* Set task 1:
In the entries below, from the first line through the line with "x=242, y=424", substitute "The annotator" for "The service" and write those lines out again with nothing else changed. Leave the pictures out.

# Supplied passage start

Thursday, December 22, 2011

Kosovo: Recent Press

Over the past few days, B-92 and Blic have carried comment by me on the EU, Serbia and Kosovo.  The B-92 article comes from the TransConflict piece originally posted here.   The Blic article comes from an interview.  For completness, I repeat it below in the original English.  (Note: The word "partition" is used with care in my original version to avoid appearing to endorse that approach or any other.)

1. Do you think that the idea of dividing Kosovo damaged the position of Serbia on the international scene in a sense that big powers like USA and Germany put so much pressure on Serbia to prevent the division?

The division of Kosovo - on the ground along the Ibar River and politically between Belgrade and Pristina over status of Kosovo - is a reality and it seems to me that this is what has caused the difficulty.  The question is how is that division is to be handled.  Partition would be only one possibility.  A special status for the north is another.  The possibility of sharing sovereignty is a separate possibility.  The core issue is not Serbia's position on Kosovo but the inability of the countries supporting Pristina - the Quint - to accept that the people of the north will not accept simple incorporation into rule by Pristina and Serbia cannot simply surrender Kosovo.  Germany and the US appear to prefer imposing that and this is the problem.  It prevents compromise and - through any use of force - could lead to further conflict.

# Supplied passage end

* Set task 2:
According to the Kosovo post, along which river does the division of Kosovo on the ground run?

# Recorded data start

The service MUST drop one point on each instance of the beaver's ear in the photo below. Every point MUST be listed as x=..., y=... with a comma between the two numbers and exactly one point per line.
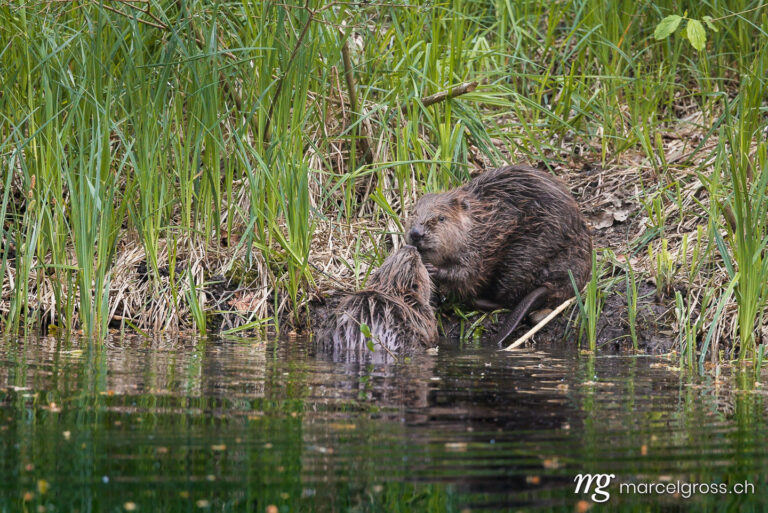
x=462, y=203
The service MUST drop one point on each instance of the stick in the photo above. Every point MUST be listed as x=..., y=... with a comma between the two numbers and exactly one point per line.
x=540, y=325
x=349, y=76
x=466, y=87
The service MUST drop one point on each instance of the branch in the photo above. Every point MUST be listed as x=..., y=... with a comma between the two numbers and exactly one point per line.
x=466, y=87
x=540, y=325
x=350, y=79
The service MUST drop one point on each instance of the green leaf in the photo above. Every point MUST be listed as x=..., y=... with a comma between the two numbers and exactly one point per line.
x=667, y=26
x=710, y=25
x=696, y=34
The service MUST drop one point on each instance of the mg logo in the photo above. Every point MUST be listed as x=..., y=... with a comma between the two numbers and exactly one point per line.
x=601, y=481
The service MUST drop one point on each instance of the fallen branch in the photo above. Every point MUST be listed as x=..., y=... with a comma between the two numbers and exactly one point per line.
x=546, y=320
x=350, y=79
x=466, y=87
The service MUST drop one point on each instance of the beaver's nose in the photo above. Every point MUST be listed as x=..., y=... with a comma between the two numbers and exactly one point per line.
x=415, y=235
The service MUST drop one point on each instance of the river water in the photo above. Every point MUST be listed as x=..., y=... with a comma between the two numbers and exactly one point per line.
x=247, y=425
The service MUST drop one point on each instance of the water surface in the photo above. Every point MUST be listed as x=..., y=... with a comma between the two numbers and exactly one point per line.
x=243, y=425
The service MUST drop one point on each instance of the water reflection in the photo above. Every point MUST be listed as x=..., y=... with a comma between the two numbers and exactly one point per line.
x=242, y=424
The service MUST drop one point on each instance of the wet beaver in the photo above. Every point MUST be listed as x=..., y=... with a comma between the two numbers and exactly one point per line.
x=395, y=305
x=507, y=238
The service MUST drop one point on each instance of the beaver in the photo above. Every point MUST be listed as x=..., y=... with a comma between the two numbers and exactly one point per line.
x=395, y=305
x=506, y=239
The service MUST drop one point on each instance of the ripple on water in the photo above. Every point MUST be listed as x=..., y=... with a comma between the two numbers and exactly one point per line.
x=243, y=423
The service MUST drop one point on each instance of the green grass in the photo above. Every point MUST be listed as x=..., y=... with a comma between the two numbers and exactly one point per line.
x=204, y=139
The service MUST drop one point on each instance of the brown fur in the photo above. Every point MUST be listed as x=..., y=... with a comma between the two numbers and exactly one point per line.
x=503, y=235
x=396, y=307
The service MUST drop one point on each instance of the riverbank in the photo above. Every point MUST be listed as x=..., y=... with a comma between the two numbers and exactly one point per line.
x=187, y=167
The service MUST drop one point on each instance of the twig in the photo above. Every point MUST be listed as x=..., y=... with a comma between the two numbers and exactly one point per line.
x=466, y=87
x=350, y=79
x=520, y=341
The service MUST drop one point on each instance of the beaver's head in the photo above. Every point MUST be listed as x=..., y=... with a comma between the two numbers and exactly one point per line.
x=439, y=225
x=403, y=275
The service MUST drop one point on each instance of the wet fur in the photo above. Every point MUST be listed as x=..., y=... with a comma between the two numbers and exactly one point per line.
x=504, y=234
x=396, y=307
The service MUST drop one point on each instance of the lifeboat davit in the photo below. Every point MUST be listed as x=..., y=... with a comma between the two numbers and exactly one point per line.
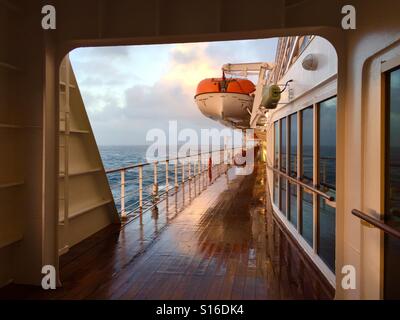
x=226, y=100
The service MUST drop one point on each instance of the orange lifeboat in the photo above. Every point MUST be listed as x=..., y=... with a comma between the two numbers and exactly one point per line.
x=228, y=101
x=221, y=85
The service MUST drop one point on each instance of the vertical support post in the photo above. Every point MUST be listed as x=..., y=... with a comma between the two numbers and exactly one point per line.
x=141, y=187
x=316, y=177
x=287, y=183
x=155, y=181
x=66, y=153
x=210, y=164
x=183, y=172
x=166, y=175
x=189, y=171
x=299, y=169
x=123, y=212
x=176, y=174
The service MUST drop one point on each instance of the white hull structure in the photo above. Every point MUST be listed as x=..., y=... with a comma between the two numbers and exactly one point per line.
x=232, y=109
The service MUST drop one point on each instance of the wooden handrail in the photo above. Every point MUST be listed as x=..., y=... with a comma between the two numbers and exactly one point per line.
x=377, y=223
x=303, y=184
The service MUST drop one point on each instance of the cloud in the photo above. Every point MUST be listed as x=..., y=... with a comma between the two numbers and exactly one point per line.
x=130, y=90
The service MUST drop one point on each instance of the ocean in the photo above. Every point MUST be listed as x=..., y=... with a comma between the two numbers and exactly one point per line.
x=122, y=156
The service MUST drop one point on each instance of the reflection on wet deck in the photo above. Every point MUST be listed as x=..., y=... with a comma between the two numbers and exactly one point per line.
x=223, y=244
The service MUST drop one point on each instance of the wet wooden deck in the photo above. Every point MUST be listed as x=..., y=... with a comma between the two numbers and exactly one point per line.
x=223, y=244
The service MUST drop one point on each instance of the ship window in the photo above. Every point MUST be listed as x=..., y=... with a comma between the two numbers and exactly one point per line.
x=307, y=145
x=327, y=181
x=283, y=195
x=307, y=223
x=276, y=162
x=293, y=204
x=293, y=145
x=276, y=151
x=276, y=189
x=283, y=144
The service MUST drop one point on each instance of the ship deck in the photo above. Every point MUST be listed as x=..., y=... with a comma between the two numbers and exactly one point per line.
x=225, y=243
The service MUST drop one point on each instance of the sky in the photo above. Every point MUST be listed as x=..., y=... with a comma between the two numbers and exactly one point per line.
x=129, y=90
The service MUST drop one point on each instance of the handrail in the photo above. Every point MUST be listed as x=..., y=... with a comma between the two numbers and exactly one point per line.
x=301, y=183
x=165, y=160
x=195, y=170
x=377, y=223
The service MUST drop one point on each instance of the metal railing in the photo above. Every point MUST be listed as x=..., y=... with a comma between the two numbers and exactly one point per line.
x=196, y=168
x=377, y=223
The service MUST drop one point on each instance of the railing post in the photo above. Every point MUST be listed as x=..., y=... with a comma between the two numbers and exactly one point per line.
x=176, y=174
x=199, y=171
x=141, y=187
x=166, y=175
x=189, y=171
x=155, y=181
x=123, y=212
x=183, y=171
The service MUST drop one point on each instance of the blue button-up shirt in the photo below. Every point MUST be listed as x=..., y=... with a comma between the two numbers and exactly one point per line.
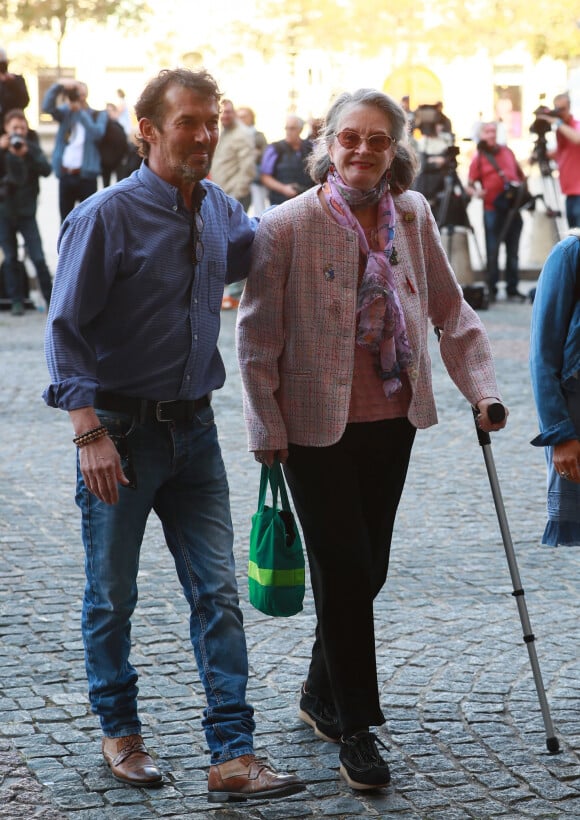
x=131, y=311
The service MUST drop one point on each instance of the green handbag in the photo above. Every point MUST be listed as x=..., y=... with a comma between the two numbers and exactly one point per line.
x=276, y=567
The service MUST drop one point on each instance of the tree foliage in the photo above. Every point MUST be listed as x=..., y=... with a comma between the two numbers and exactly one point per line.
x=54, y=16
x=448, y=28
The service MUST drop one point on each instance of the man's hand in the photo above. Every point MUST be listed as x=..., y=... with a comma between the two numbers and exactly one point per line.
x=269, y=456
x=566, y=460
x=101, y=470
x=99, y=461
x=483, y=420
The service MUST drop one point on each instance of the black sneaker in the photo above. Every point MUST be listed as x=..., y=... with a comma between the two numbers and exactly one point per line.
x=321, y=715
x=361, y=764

# Recorded data end

* Correct response 1:
The annotator MUST drop one point on each instance of the beaver's ear in the photo below. Every point MUST be listed as x=..., y=... with a comma between the two numbers and exactly one point per line.
x=462, y=203
The annotator MUST drop one point on each instance of the stick in the photo above. Every point MUST be listed as x=..., y=... with a comma between the two numbers and exactly one point per line.
x=540, y=325
x=349, y=76
x=466, y=87
The annotator MUST drop one point on each instance of the branch in the photo above. Every point MUST be listed as x=..., y=... with a comma between the two numbers and exactly one point per line.
x=466, y=87
x=540, y=325
x=350, y=79
The annotator MUST drop one point on each instance of the green leaf in the photo above. Every point MUST be listed as x=..., y=... with a comma between the two numbers and exactly one point per line.
x=667, y=26
x=710, y=25
x=696, y=34
The annotator MUST drop one point on each instance of the mg logo in the photo above. Every point MUST be listed as x=..., y=... with a comma between the two numbers and exactly one point per line.
x=601, y=481
The annotator MUST drop one point on each instance of the fallen branch in the photo above. Every point MUST be listed as x=..., y=... with a comma between the two numbers and exactly one point per line.
x=546, y=320
x=350, y=79
x=466, y=87
The annotator MUST drop one point on each instance of the beaver's nose in the photo above. Every point MUST be listed as x=..., y=... with a comma between the two numbers and exactly one point per line.
x=415, y=235
The annotator MUST drop one point on each instance of the river water in the photo above. Every point MUST be listed as x=..., y=... with a comma between the two numbers and exactly one point per line.
x=247, y=425
The annotator MUST drop one point on each instance of the water surface in the photo above. Every point MUST be listed as x=..., y=... with a comma between the two numbers and exactly one point per line.
x=243, y=425
The annotator MUST drop one point on each instance of the water reflection in the photo above. Every point MUST be listed as x=..., y=... with a comma between the two numbers and exactly one point per line.
x=242, y=424

* Correct response 2:
The Ibar River.